### [STATED GOAL]
List every line in the entries below that contains the string "motorcycle", treating uppercase and lowercase letters as distinct.

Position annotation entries
· · · · ·

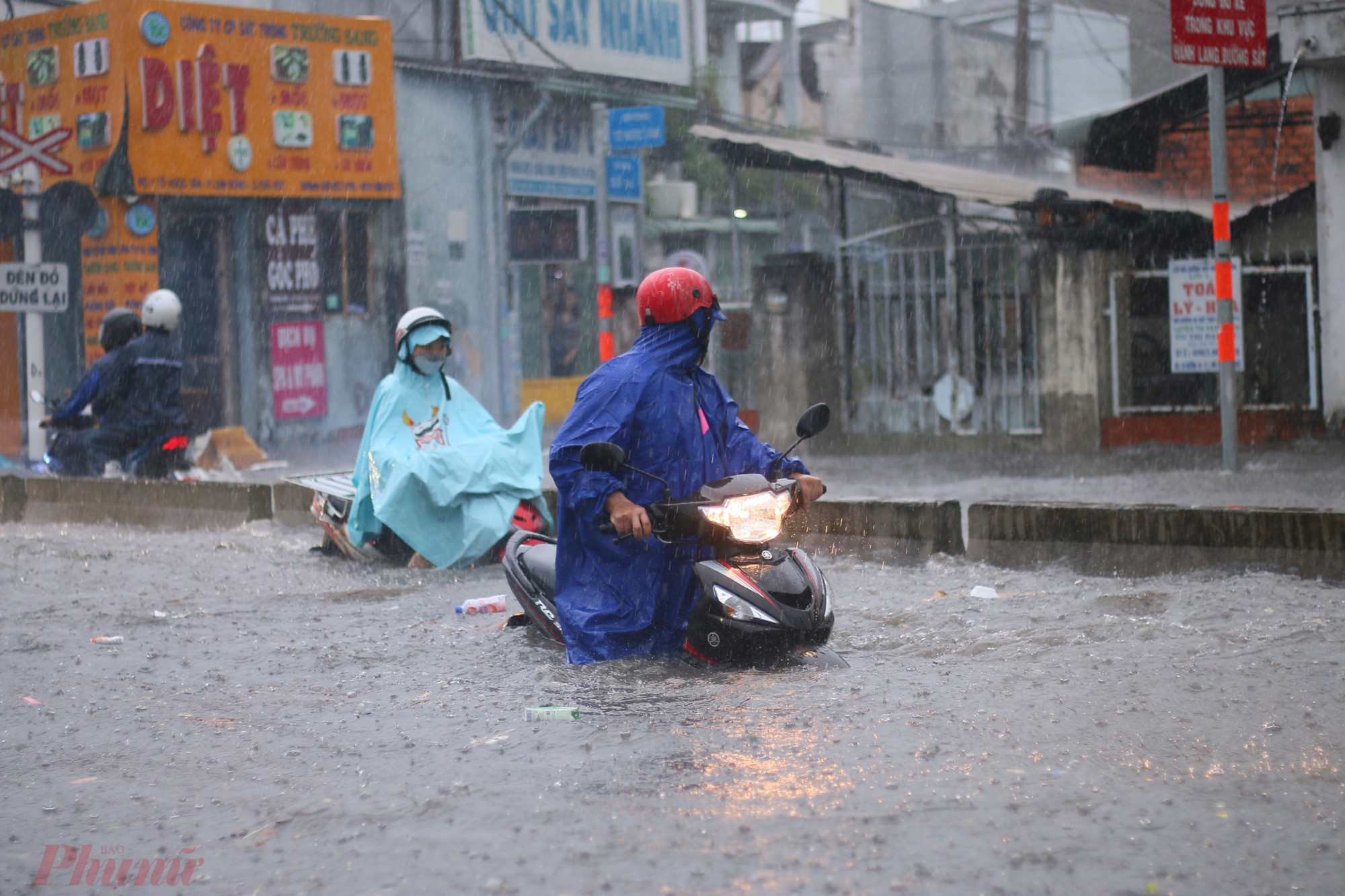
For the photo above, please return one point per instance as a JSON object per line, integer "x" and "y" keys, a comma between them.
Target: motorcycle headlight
{"x": 738, "y": 608}
{"x": 751, "y": 518}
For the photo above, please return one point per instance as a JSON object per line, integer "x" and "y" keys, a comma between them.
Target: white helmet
{"x": 418, "y": 318}
{"x": 162, "y": 309}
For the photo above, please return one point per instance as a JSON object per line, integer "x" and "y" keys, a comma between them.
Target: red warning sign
{"x": 1219, "y": 33}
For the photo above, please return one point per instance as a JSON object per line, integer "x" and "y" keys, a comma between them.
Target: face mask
{"x": 430, "y": 365}
{"x": 701, "y": 325}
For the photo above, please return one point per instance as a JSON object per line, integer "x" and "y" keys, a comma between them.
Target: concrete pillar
{"x": 731, "y": 72}
{"x": 792, "y": 87}
{"x": 700, "y": 37}
{"x": 1073, "y": 291}
{"x": 1330, "y": 96}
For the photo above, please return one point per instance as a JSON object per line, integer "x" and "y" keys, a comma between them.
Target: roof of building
{"x": 970, "y": 185}
{"x": 1125, "y": 138}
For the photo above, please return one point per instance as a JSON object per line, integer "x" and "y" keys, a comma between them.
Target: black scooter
{"x": 758, "y": 604}
{"x": 159, "y": 458}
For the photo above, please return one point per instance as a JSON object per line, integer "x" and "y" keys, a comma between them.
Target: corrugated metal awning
{"x": 969, "y": 185}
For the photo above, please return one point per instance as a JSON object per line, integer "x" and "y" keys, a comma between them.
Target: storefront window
{"x": 344, "y": 260}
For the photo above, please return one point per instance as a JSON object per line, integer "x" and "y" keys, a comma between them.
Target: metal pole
{"x": 1223, "y": 270}
{"x": 606, "y": 339}
{"x": 505, "y": 319}
{"x": 33, "y": 323}
{"x": 734, "y": 235}
{"x": 638, "y": 267}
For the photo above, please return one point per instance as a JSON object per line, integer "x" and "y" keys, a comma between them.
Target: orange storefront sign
{"x": 219, "y": 101}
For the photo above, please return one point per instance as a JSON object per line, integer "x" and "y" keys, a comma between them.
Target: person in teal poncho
{"x": 438, "y": 479}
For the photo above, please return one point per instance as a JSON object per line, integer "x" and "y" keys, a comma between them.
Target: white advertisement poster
{"x": 1192, "y": 318}
{"x": 646, "y": 40}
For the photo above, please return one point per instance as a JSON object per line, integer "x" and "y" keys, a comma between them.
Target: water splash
{"x": 1280, "y": 132}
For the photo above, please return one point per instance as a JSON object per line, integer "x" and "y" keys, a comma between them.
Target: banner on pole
{"x": 1219, "y": 33}
{"x": 1192, "y": 318}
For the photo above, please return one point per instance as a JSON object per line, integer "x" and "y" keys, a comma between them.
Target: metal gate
{"x": 910, "y": 318}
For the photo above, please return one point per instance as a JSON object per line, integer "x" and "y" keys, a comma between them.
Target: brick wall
{"x": 1183, "y": 166}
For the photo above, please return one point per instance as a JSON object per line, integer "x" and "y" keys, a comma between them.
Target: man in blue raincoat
{"x": 438, "y": 479}
{"x": 675, "y": 420}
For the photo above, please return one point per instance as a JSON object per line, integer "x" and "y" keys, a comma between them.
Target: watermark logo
{"x": 111, "y": 869}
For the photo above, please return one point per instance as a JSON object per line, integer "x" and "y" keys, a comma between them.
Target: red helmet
{"x": 673, "y": 294}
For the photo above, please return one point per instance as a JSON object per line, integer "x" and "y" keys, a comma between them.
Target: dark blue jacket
{"x": 677, "y": 421}
{"x": 91, "y": 389}
{"x": 145, "y": 389}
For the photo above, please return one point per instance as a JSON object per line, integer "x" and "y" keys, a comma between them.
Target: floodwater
{"x": 309, "y": 725}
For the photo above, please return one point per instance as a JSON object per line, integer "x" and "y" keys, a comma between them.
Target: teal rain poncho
{"x": 440, "y": 471}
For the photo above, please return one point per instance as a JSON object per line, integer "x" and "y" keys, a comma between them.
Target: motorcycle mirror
{"x": 602, "y": 456}
{"x": 813, "y": 421}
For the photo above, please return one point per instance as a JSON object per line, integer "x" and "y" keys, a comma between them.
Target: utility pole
{"x": 1223, "y": 270}
{"x": 1022, "y": 65}
{"x": 33, "y": 325}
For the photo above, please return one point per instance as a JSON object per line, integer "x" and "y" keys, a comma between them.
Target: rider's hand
{"x": 810, "y": 489}
{"x": 627, "y": 516}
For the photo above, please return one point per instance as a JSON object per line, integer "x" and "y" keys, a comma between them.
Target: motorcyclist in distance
{"x": 72, "y": 452}
{"x": 438, "y": 482}
{"x": 145, "y": 385}
{"x": 675, "y": 420}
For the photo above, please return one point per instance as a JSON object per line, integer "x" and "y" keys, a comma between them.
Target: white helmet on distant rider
{"x": 431, "y": 322}
{"x": 162, "y": 310}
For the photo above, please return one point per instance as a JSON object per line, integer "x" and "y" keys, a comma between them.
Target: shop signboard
{"x": 294, "y": 278}
{"x": 298, "y": 370}
{"x": 213, "y": 101}
{"x": 623, "y": 179}
{"x": 556, "y": 158}
{"x": 644, "y": 40}
{"x": 636, "y": 128}
{"x": 1194, "y": 325}
{"x": 120, "y": 264}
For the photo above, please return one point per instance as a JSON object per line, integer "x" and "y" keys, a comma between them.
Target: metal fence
{"x": 914, "y": 317}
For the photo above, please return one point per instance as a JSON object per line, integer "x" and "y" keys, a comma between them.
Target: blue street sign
{"x": 623, "y": 178}
{"x": 636, "y": 127}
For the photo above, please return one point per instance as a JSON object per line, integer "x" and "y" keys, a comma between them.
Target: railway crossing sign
{"x": 40, "y": 150}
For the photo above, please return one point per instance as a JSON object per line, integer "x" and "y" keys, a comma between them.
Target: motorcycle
{"x": 334, "y": 497}
{"x": 159, "y": 458}
{"x": 758, "y": 604}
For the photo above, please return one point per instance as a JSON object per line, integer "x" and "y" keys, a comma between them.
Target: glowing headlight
{"x": 751, "y": 518}
{"x": 738, "y": 608}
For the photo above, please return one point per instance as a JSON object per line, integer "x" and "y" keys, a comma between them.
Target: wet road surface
{"x": 307, "y": 725}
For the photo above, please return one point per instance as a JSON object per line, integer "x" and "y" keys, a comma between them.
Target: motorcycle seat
{"x": 540, "y": 563}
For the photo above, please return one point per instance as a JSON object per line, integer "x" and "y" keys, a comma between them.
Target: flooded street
{"x": 305, "y": 724}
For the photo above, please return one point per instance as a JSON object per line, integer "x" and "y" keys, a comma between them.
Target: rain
{"x": 672, "y": 447}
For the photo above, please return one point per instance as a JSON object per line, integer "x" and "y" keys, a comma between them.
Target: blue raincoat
{"x": 675, "y": 420}
{"x": 440, "y": 471}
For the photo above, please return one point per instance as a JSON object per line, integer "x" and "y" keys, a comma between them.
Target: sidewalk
{"x": 1309, "y": 474}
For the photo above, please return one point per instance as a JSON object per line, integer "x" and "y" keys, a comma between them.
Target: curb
{"x": 180, "y": 505}
{"x": 1135, "y": 540}
{"x": 1155, "y": 538}
{"x": 911, "y": 528}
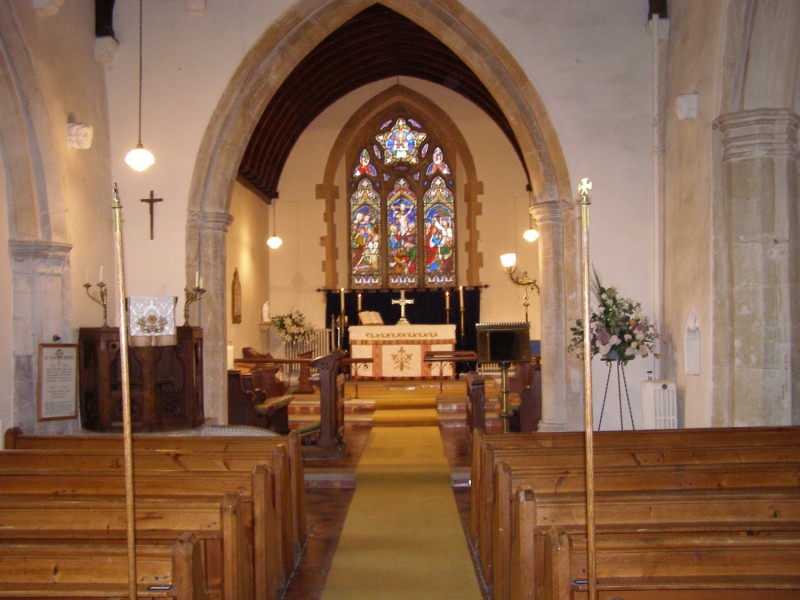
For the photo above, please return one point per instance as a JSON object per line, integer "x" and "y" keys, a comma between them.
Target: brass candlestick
{"x": 101, "y": 299}
{"x": 191, "y": 296}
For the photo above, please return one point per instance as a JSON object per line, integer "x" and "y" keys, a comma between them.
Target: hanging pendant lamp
{"x": 274, "y": 241}
{"x": 140, "y": 159}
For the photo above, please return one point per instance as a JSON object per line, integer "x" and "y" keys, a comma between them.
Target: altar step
{"x": 398, "y": 403}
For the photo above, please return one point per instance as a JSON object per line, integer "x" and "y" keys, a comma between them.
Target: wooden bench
{"x": 633, "y": 471}
{"x": 270, "y": 506}
{"x": 100, "y": 570}
{"x": 628, "y": 448}
{"x": 217, "y": 524}
{"x": 260, "y": 447}
{"x": 257, "y": 398}
{"x": 252, "y": 531}
{"x": 740, "y": 512}
{"x": 330, "y": 443}
{"x": 476, "y": 404}
{"x": 675, "y": 567}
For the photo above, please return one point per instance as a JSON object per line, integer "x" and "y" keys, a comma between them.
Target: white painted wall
{"x": 247, "y": 252}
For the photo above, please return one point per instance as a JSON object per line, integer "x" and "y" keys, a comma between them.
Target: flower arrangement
{"x": 620, "y": 331}
{"x": 292, "y": 326}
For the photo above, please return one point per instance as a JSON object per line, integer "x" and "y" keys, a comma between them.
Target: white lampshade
{"x": 140, "y": 159}
{"x": 508, "y": 260}
{"x": 530, "y": 235}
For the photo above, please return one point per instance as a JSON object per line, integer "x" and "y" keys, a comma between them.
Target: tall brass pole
{"x": 126, "y": 396}
{"x": 583, "y": 190}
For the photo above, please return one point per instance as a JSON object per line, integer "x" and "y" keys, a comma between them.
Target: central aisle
{"x": 402, "y": 537}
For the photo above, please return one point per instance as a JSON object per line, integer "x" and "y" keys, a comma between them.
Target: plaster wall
{"x": 591, "y": 69}
{"x": 694, "y": 56}
{"x": 247, "y": 252}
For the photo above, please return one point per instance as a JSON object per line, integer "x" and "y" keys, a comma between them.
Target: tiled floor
{"x": 330, "y": 492}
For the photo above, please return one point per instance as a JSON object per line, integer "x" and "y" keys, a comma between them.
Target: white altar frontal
{"x": 398, "y": 351}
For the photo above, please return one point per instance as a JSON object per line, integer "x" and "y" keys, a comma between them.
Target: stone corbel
{"x": 47, "y": 8}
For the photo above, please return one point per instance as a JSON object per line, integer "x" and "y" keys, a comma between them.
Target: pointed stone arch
{"x": 38, "y": 244}
{"x": 350, "y": 137}
{"x": 255, "y": 82}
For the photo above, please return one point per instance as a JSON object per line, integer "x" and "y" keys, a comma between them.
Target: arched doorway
{"x": 269, "y": 63}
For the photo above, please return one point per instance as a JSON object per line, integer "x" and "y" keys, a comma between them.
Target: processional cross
{"x": 151, "y": 201}
{"x": 402, "y": 302}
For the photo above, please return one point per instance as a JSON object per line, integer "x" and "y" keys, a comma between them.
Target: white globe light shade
{"x": 140, "y": 159}
{"x": 531, "y": 235}
{"x": 508, "y": 260}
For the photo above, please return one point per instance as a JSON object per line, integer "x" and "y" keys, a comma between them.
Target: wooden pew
{"x": 675, "y": 567}
{"x": 261, "y": 448}
{"x": 751, "y": 511}
{"x": 218, "y": 524}
{"x": 275, "y": 538}
{"x": 331, "y": 391}
{"x": 631, "y": 449}
{"x": 476, "y": 404}
{"x": 257, "y": 398}
{"x": 526, "y": 382}
{"x": 100, "y": 570}
{"x": 251, "y": 526}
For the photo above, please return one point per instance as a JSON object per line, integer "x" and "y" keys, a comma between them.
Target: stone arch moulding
{"x": 255, "y": 82}
{"x": 38, "y": 239}
{"x": 351, "y": 135}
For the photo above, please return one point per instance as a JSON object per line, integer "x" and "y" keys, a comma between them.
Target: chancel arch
{"x": 347, "y": 149}
{"x": 272, "y": 59}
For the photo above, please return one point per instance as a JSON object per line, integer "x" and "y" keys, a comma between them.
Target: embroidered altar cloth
{"x": 398, "y": 351}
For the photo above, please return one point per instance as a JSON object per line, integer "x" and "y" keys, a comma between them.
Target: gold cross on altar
{"x": 151, "y": 200}
{"x": 402, "y": 302}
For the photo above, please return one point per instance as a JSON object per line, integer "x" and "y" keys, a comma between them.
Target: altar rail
{"x": 319, "y": 345}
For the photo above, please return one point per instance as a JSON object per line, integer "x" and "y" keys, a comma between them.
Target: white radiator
{"x": 659, "y": 405}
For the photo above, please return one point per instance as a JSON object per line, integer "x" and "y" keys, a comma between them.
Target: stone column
{"x": 551, "y": 281}
{"x": 42, "y": 311}
{"x": 330, "y": 194}
{"x": 756, "y": 355}
{"x": 211, "y": 227}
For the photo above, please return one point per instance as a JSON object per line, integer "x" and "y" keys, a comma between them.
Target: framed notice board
{"x": 57, "y": 387}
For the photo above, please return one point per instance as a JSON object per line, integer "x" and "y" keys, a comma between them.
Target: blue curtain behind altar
{"x": 428, "y": 308}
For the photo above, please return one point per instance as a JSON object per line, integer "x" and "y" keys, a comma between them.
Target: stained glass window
{"x": 403, "y": 233}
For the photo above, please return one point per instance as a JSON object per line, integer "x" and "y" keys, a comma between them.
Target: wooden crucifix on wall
{"x": 151, "y": 201}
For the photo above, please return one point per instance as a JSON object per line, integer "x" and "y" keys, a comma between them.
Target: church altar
{"x": 398, "y": 351}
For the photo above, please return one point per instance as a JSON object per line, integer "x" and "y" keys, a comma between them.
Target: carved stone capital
{"x": 761, "y": 133}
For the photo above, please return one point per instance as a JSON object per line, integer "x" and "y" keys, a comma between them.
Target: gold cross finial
{"x": 584, "y": 188}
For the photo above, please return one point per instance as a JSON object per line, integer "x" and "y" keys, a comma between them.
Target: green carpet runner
{"x": 402, "y": 537}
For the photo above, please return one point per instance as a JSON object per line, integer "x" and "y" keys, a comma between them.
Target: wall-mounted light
{"x": 509, "y": 262}
{"x": 530, "y": 234}
{"x": 274, "y": 241}
{"x": 140, "y": 158}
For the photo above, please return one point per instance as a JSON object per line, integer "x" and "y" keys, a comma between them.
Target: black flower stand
{"x": 621, "y": 383}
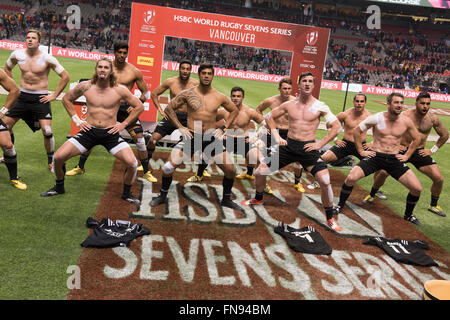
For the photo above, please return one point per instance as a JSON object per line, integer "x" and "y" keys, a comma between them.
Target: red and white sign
{"x": 150, "y": 24}
{"x": 364, "y": 88}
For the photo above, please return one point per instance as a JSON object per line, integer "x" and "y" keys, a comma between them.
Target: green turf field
{"x": 41, "y": 237}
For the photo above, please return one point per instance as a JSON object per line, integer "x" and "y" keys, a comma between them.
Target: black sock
{"x": 165, "y": 185}
{"x": 60, "y": 184}
{"x": 373, "y": 191}
{"x": 50, "y": 157}
{"x": 126, "y": 189}
{"x": 345, "y": 193}
{"x": 144, "y": 163}
{"x": 201, "y": 167}
{"x": 411, "y": 202}
{"x": 434, "y": 200}
{"x": 82, "y": 160}
{"x": 227, "y": 185}
{"x": 11, "y": 165}
{"x": 329, "y": 212}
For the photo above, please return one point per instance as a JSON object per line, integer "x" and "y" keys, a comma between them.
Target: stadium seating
{"x": 402, "y": 54}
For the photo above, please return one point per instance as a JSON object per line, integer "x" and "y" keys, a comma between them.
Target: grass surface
{"x": 41, "y": 237}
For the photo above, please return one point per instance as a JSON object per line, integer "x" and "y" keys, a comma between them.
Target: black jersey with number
{"x": 108, "y": 233}
{"x": 305, "y": 240}
{"x": 409, "y": 252}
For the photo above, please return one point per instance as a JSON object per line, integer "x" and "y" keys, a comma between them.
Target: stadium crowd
{"x": 396, "y": 56}
{"x": 228, "y": 56}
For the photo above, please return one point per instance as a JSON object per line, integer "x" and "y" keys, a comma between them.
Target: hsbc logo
{"x": 149, "y": 16}
{"x": 311, "y": 38}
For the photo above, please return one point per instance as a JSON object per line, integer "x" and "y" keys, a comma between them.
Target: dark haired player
{"x": 127, "y": 75}
{"x": 424, "y": 121}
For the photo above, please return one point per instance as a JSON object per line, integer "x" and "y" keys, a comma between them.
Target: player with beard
{"x": 103, "y": 96}
{"x": 9, "y": 153}
{"x": 285, "y": 89}
{"x": 388, "y": 127}
{"x": 34, "y": 100}
{"x": 424, "y": 121}
{"x": 127, "y": 75}
{"x": 202, "y": 103}
{"x": 175, "y": 85}
{"x": 237, "y": 138}
{"x": 303, "y": 116}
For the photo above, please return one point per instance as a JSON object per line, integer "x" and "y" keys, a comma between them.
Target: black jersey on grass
{"x": 408, "y": 252}
{"x": 108, "y": 233}
{"x": 305, "y": 240}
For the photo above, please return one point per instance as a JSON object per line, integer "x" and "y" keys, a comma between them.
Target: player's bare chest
{"x": 423, "y": 125}
{"x": 304, "y": 113}
{"x": 125, "y": 78}
{"x": 105, "y": 98}
{"x": 36, "y": 65}
{"x": 351, "y": 122}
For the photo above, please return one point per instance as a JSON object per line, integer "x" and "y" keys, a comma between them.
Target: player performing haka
{"x": 202, "y": 102}
{"x": 388, "y": 129}
{"x": 34, "y": 100}
{"x": 103, "y": 96}
{"x": 175, "y": 85}
{"x": 304, "y": 115}
{"x": 9, "y": 153}
{"x": 424, "y": 121}
{"x": 237, "y": 139}
{"x": 127, "y": 75}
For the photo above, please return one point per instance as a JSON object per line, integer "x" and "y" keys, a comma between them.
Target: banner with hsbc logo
{"x": 150, "y": 25}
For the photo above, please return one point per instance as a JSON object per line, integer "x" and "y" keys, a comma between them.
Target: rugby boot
{"x": 131, "y": 199}
{"x": 314, "y": 185}
{"x": 412, "y": 219}
{"x": 75, "y": 171}
{"x": 230, "y": 204}
{"x": 437, "y": 210}
{"x": 268, "y": 189}
{"x": 245, "y": 176}
{"x": 16, "y": 183}
{"x": 156, "y": 201}
{"x": 252, "y": 201}
{"x": 206, "y": 174}
{"x": 380, "y": 195}
{"x": 149, "y": 177}
{"x": 299, "y": 187}
{"x": 333, "y": 225}
{"x": 194, "y": 179}
{"x": 53, "y": 192}
{"x": 368, "y": 199}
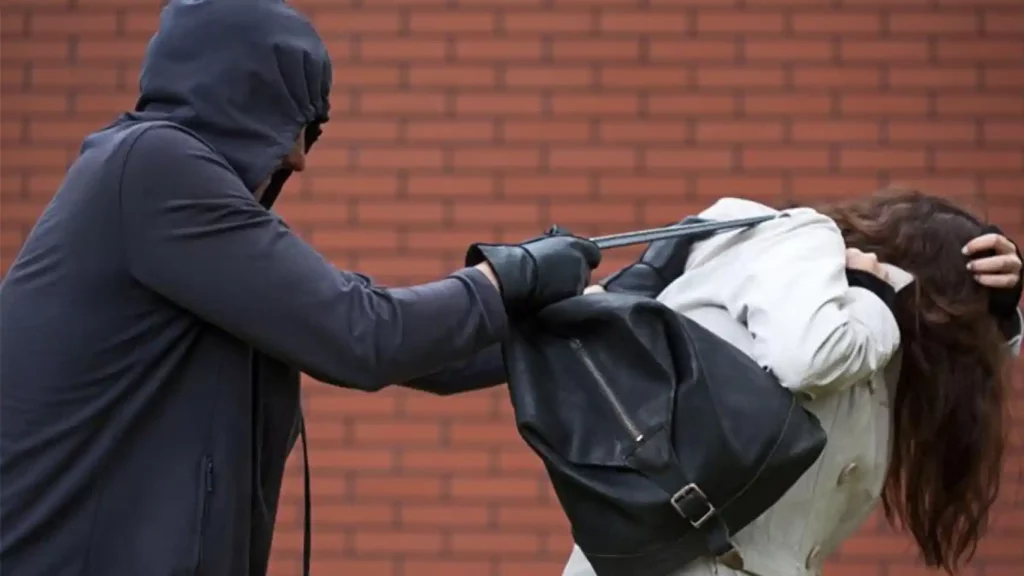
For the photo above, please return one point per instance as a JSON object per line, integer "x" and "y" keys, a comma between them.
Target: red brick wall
{"x": 458, "y": 121}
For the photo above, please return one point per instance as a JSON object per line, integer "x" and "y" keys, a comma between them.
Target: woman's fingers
{"x": 1004, "y": 263}
{"x": 997, "y": 280}
{"x": 996, "y": 242}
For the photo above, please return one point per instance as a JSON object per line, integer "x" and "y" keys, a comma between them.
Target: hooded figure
{"x": 157, "y": 319}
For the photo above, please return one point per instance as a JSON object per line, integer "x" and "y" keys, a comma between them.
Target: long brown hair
{"x": 949, "y": 415}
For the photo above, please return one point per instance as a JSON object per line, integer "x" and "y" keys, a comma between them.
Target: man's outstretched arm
{"x": 195, "y": 235}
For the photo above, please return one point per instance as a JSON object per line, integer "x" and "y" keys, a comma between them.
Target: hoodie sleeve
{"x": 812, "y": 325}
{"x": 195, "y": 235}
{"x": 482, "y": 370}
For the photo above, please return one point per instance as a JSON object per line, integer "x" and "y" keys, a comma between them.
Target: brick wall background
{"x": 467, "y": 120}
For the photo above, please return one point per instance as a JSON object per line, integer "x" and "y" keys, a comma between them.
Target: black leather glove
{"x": 663, "y": 262}
{"x": 539, "y": 272}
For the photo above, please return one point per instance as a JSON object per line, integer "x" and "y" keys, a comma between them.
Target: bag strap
{"x": 685, "y": 497}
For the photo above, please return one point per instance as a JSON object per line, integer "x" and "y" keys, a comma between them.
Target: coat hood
{"x": 244, "y": 75}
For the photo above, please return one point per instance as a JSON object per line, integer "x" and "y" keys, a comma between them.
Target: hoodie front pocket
{"x": 202, "y": 503}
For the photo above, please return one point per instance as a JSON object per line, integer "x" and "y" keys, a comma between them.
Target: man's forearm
{"x": 480, "y": 371}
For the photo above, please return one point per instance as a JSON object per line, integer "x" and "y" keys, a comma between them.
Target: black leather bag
{"x": 659, "y": 438}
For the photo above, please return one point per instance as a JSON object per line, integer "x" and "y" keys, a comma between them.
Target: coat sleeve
{"x": 810, "y": 327}
{"x": 196, "y": 236}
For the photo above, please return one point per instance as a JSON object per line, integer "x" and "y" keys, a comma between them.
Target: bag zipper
{"x": 204, "y": 504}
{"x": 617, "y": 408}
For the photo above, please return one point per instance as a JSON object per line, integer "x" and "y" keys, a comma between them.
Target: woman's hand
{"x": 865, "y": 261}
{"x": 1001, "y": 270}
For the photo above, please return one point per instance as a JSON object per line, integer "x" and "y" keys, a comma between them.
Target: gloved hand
{"x": 657, "y": 266}
{"x": 539, "y": 272}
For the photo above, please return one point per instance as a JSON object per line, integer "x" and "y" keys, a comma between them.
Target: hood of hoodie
{"x": 244, "y": 75}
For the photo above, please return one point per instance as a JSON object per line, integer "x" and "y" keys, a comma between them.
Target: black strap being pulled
{"x": 307, "y": 517}
{"x": 687, "y": 498}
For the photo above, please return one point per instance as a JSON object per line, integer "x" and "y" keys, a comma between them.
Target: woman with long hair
{"x": 890, "y": 317}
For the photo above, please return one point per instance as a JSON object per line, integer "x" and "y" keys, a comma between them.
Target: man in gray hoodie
{"x": 158, "y": 317}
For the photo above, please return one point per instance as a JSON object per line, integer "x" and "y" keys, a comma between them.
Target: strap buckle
{"x": 690, "y": 501}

· · · · ·

### [SOLUTION FOR THIS TASK]
Target: motorcycle headlight
Target: motorcycle mirror
Target: motorcycle
Target: motorcycle seat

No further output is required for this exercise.